**WHAT YOU NEED TO DO:**
• A. In the fusion research text, on what date did the Fusion 2040 programme begin its first project?
• B. Decide whether each statement agrees with the fusion research text, answering yes or no and quoting the words of the text that settle it: (i) The Jülich Plasma Physics institute is the largest organisational partner in the German fusion programme. (ii) Topics submitted within the programme require partnerships with industry stakeholders. (iii) The concept of collaborative projects is new.
• C. Write the next part of the fusion research text, starting after its final sentence.

The Fusion 2040 programme was established by interactions between the federal government and fusion research representatives and finally commenced its first project between FZJ and industry partners on November 1, 2024.

Our strategy is to utilise this funding to strengthen traditional research institutions such as Jülich, Karlsruhe, Garching and Greifswald and promote collaborative efforts between fusion researchers and industry partners. This funding concept by federal ministries, known in German as ‘Verbundprojekte, i.e. Collaborative Projects,’ requires us to establish partnerships with industry stakeholders for any topics submitted within this programme.

The situation is quite flexible, allowing for a small part of the industry to link with a larger public sector or vice versa. There are various options available. The primary aim is to leverage the knowledge we have developed over decades in fusion, plasma-wall interactions, technology, and plasma physics, transferring that knowledge to industry to foster its growth. This concept of collaborative projects is not new; it typically requires funding from federal government sources in other technological areas as well, and it must be accomplished in collaboration with industry.

The Institute of Fusion Research and Nuclear Waste Management

The Jülich contribution to the German fusion programme via the Plasma Physics institute within the Institute of Fusion Energy and Nuclear Waste Management (IFN-1), is the smallest organisational partner within the German fusion programme. Our primary focus is on plasma interactions with and materials for the first wall and divertor. This topic is closely linked to understanding plasma physics at the edge of the fusion plasma, the physics of the plasma-material interactions, as well as surface and materials physics and chemistry. Therefore, this field is, by definition, genuinely multi-disciplinary. Our strength lies in our ability to study the behaviour of particles at the plasma edge, bridging the plasma-material interface, and extending a few centimetres into the materials.

**DATA UNDER STUDY:**
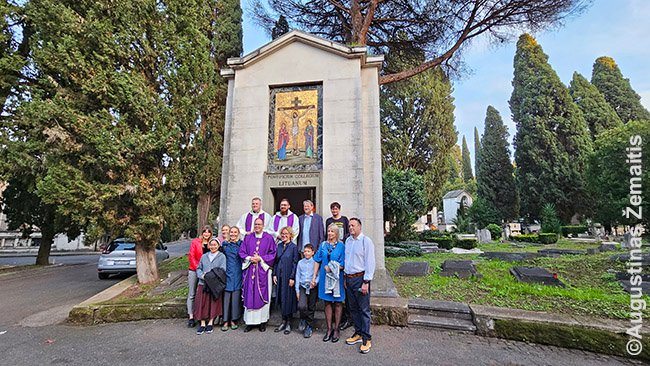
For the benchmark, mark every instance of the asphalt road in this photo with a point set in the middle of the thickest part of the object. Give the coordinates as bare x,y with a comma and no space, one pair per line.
169,342
44,296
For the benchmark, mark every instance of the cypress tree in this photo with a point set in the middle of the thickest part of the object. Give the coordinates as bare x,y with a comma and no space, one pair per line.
495,175
467,162
477,150
552,140
607,77
597,112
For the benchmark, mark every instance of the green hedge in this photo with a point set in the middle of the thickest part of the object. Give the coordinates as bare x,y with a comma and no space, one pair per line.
495,231
445,242
527,238
573,229
548,238
402,249
466,243
430,235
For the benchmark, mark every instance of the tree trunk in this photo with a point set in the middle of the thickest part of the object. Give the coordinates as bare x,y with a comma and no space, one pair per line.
203,205
43,257
146,266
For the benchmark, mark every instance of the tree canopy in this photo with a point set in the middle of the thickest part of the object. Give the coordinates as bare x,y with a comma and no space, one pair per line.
552,141
495,175
437,29
608,79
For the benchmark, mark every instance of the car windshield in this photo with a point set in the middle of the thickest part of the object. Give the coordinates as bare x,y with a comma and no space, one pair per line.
120,246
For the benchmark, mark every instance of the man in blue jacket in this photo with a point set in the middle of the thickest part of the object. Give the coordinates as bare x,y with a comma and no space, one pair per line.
312,229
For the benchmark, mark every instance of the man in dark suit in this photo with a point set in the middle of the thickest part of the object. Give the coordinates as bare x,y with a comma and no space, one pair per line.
312,230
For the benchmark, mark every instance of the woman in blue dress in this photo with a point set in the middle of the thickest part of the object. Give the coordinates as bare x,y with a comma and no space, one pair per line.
330,259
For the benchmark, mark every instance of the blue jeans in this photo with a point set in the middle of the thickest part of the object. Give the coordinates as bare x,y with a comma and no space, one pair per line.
359,306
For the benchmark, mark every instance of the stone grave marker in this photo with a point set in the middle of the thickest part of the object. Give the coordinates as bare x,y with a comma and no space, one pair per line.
510,256
535,275
413,269
559,252
625,257
627,240
484,236
460,268
608,246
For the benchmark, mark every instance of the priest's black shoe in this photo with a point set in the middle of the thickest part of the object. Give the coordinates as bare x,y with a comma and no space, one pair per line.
328,336
281,327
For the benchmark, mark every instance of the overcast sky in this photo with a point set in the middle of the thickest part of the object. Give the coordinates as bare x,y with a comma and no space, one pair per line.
616,28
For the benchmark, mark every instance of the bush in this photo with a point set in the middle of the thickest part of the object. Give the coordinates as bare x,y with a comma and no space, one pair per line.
526,238
444,242
550,221
548,238
495,231
573,229
466,243
402,249
430,235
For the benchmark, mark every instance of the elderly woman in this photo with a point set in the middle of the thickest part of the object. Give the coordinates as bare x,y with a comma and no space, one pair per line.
207,306
198,247
330,260
284,276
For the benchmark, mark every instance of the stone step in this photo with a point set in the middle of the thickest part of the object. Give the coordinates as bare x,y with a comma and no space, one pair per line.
459,325
441,314
439,306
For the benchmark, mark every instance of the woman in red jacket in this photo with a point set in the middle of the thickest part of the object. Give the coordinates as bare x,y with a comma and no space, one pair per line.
197,248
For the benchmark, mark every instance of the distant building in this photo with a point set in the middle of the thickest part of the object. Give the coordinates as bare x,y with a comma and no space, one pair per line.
451,202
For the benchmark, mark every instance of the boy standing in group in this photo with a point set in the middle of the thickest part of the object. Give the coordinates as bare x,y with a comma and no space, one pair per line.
307,294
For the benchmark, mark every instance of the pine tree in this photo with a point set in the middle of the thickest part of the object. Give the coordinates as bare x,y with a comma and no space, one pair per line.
495,176
467,163
126,94
477,150
418,127
280,27
224,34
597,112
552,141
608,79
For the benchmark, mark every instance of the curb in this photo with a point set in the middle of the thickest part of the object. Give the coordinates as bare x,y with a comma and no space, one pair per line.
386,310
561,330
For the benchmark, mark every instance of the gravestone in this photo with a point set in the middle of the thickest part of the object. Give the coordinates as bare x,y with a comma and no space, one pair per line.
459,268
643,258
413,269
302,122
484,236
540,275
510,256
608,246
627,240
559,252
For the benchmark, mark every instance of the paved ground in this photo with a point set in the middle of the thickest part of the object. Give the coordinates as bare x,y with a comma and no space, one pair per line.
34,302
168,342
46,295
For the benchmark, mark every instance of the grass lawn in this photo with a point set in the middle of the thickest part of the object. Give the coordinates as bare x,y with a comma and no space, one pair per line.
590,289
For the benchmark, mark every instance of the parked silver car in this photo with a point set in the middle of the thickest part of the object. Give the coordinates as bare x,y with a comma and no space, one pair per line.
119,257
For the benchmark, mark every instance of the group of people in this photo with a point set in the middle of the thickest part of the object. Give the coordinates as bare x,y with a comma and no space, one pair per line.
302,258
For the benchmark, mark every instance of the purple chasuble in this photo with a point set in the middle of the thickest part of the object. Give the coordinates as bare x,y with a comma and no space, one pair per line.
249,221
276,221
256,291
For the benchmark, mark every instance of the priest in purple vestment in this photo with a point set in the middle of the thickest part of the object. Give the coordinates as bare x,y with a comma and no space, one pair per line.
258,254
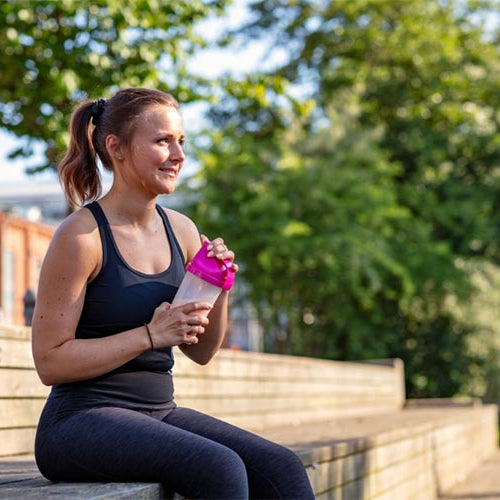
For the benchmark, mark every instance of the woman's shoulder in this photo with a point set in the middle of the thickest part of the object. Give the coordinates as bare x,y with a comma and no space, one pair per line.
78,229
185,231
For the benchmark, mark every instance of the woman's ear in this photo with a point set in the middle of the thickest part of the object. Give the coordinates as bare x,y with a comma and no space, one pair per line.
115,150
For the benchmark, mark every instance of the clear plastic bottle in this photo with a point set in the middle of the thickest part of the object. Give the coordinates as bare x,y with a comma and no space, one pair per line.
204,280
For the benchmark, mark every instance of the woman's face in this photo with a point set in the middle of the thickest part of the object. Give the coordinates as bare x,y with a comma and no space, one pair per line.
155,156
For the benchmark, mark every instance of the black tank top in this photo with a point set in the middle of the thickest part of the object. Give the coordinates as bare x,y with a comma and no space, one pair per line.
121,298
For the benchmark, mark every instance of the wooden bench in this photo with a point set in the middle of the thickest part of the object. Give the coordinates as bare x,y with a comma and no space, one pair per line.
349,422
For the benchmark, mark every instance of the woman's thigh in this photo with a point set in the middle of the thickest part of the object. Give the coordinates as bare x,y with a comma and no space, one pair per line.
115,444
273,470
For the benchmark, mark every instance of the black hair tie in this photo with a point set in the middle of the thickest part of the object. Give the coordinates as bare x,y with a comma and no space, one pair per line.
97,110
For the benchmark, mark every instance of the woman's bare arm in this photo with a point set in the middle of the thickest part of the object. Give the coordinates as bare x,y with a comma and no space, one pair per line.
73,258
210,341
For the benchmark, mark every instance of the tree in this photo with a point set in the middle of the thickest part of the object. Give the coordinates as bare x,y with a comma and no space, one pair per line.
356,244
55,53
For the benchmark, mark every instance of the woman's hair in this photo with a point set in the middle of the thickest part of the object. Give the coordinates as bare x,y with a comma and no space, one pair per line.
91,123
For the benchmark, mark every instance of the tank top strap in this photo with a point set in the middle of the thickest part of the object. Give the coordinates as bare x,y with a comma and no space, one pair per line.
171,235
104,229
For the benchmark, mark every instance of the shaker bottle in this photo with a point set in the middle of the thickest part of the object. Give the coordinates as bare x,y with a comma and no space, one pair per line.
204,280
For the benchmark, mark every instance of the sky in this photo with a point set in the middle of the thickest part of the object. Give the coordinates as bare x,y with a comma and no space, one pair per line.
210,63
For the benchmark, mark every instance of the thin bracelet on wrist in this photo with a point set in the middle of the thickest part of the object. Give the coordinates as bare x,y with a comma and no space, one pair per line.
149,335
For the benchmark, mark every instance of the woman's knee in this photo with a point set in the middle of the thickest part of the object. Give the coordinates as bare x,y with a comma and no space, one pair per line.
223,476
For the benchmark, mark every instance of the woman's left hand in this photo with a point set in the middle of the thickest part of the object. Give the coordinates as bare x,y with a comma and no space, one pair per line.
218,249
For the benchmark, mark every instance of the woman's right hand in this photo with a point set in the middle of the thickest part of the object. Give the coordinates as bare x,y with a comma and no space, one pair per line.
171,326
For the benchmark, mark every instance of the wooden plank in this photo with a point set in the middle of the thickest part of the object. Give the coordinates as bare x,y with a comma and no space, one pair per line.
235,386
15,382
20,412
261,368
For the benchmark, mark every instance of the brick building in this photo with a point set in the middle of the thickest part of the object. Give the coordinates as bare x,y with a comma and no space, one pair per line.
23,245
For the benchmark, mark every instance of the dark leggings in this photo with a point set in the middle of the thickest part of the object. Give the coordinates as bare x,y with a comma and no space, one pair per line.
191,453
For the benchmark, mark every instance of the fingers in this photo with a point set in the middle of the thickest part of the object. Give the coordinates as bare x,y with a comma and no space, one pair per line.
218,249
191,307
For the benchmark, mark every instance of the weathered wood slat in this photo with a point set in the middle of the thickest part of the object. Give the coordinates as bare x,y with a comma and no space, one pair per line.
20,412
17,441
15,382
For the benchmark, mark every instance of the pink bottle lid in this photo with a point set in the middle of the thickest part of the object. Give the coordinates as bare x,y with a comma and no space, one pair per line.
212,270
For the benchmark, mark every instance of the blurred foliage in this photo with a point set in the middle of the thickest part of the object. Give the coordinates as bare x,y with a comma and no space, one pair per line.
56,53
356,179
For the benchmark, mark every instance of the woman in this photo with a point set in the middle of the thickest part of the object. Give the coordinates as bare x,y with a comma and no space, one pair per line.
103,328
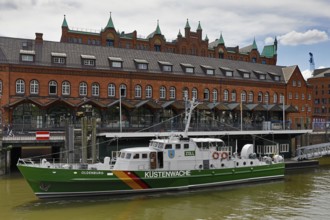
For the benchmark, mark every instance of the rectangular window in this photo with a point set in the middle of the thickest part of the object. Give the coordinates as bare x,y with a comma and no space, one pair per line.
116,64
210,72
229,73
167,68
246,75
142,66
89,62
27,58
59,60
189,70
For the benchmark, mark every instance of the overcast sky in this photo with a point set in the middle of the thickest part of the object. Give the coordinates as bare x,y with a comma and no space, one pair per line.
301,26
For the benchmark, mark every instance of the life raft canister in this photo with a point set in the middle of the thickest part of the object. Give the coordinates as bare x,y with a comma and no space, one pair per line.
224,155
215,155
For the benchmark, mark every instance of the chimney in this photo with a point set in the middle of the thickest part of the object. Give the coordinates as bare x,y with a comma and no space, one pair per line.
39,39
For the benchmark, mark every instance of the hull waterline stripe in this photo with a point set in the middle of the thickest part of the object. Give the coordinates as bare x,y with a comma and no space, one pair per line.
138,180
122,175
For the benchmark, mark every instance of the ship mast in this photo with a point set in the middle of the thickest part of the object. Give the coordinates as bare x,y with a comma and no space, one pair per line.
189,109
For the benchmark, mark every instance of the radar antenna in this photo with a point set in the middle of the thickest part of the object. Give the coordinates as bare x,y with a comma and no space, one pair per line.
311,62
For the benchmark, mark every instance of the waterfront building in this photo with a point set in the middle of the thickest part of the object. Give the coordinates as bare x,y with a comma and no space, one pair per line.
129,84
320,81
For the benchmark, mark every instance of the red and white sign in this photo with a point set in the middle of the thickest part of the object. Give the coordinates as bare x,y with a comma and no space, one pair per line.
42,135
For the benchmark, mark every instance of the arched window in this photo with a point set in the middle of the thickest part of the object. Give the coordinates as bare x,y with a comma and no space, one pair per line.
172,92
162,92
138,91
185,93
260,97
65,88
83,89
122,90
194,93
148,92
20,86
34,87
281,98
111,90
95,89
243,96
233,96
225,95
206,94
215,95
266,100
251,97
275,98
52,87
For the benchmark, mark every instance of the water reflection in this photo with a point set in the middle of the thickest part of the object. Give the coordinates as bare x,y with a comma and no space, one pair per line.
301,195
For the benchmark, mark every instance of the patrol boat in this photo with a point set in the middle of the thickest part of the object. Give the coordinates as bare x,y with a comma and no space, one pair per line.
173,163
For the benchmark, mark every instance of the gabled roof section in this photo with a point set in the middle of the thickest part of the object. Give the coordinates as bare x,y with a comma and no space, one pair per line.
110,23
268,51
199,28
254,45
156,32
187,24
324,72
221,41
287,72
64,23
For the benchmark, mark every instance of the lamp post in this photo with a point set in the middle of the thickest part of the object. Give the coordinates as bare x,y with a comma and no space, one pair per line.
121,93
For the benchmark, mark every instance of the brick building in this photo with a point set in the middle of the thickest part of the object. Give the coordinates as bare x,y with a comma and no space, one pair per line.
321,96
46,85
192,43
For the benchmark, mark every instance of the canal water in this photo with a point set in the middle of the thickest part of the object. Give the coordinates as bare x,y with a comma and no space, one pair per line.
302,194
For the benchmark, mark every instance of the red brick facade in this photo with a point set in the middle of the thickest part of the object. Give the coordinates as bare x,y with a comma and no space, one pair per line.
191,43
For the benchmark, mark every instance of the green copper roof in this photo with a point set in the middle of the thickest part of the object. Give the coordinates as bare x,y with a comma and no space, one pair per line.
64,24
158,31
187,24
110,23
254,45
268,51
221,41
199,26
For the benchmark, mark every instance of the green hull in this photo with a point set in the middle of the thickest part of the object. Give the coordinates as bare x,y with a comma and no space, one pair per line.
50,183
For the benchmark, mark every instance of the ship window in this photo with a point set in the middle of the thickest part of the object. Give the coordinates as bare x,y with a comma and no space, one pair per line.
168,146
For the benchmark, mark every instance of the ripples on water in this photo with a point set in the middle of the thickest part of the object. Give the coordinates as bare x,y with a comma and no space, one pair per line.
302,194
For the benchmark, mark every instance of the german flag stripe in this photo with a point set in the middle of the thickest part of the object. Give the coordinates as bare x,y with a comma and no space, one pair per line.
137,179
130,179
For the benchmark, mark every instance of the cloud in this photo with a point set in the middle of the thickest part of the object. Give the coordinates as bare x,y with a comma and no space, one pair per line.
309,37
307,74
7,6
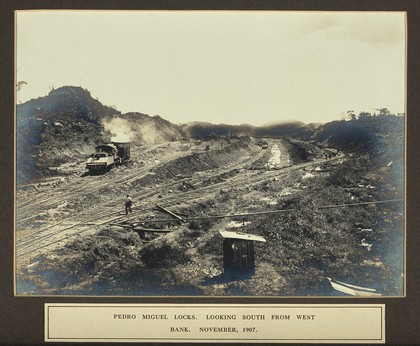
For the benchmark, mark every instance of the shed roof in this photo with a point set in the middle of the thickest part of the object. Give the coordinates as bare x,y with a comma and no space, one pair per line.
241,235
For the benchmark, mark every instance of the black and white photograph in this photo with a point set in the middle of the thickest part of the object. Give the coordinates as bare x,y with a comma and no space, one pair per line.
210,153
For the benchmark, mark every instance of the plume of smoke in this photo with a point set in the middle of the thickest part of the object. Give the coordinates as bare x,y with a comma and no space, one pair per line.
120,130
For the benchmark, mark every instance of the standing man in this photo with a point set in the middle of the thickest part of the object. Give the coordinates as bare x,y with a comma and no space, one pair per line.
128,203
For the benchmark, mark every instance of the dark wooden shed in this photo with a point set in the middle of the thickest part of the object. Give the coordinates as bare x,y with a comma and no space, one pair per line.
238,254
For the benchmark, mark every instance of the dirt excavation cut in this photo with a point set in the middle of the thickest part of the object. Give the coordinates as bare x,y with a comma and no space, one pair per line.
310,212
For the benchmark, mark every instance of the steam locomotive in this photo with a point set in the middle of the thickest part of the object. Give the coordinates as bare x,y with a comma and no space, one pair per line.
107,156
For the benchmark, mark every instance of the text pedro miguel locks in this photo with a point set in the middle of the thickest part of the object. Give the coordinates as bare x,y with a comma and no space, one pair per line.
228,323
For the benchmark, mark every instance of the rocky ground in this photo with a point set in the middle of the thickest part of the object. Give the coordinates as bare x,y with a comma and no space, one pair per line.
71,237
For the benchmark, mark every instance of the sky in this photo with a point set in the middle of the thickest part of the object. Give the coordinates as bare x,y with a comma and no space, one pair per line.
232,67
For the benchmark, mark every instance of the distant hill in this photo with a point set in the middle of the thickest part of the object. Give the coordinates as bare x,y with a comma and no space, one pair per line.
68,123
142,129
63,125
208,130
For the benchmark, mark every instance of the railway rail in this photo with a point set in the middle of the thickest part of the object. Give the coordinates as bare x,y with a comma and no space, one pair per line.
44,238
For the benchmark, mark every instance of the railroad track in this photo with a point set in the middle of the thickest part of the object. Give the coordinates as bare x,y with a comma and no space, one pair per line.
36,242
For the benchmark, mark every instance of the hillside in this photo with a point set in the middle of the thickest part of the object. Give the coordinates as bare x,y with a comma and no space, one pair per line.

**LIST OF ANSWERS:**
• A. November 1, 2024.

• B.
(i) No: "is the smallest organisational partner within the German fusion programme."
(ii) Yes: "requires us to establish partnerships with industry stakeholders for any topics submitted within this programme."
(iii) No: "This concept of collaborative projects is not new."

• C.
There are many institutes worldwide specialising in materials and plasma physics; however, none combine these fields in the same way we do. Our team consists of engineers, material scientists, chemists, and physicists who collaborate to address the challenges related to optimising plasma-facing components and their interactions with fusion plasma. Ultimately, this interface determines the components’ lifetime and, therefore, the economic viability of fusion as a new primary energy source.

Researching edge plasma

The fusion process occurs primarily in the hot plasma core, while the edge plasma limiting that volume presents additional unique challenges. Transitioning from the hot core to the wall requires a high-density barrier to confine the plasma and maintain temperature; without it, surrounding structures risk damage. The principles governing edge plasma physics are distinct from those of the core.

The core plasma behaves mostly like a fluid, but at the edge, individual atomic collisions and neutral atom behaviour become significant. Our research is focused on the edge plasma in order to control the plasma-material interface. In fusion reactors, perfect confinement is unrealisable, as it would suffocate the plasma and halt fusion reactions that generate alpha particles and impurities from wall erosion. Therefore, it is vital to remove fusion byproducts, mainly helium, and impurities, through the edge plasma to sustain fusion reactions.

We are investigating edge plasma and developing models and codes, including EIRENE and ERO 2, which are widely used in the fusion community for edge plasma processes. Our work also explores interactions with the reactor wall, studying particles that escape the plasma toward the first wall or the divertor, where most power and particles are expelled.

These areas experience high power and particle loads.
In fusion systems, we focus on a range of up to 20 megawatts per square meter, managing heat and particle load effectively.

Developing effective materials

The German Helmholtz Fusion programme, focuses on four key areas: Stellarator, Tokamak (both led by IPP), Materials and Fusion Technology (led by KIT), and Plasma-Wall Interactions, which we lead at Forschungszentrum Jülich (FZJ). Plasma-wall interactions are relevant to both stellarators and tokamaks, enabling us to apply our findings across different fusion confinement concepts.

Our research examines the interactions between plasma and wall materials, particularly those exposed to plasma. Effective materials must demonstrate low erosion rates, minimal retention of fuel (specifically deuterium and tritium), and efficient heat transfer to prevent overheating in the divertor.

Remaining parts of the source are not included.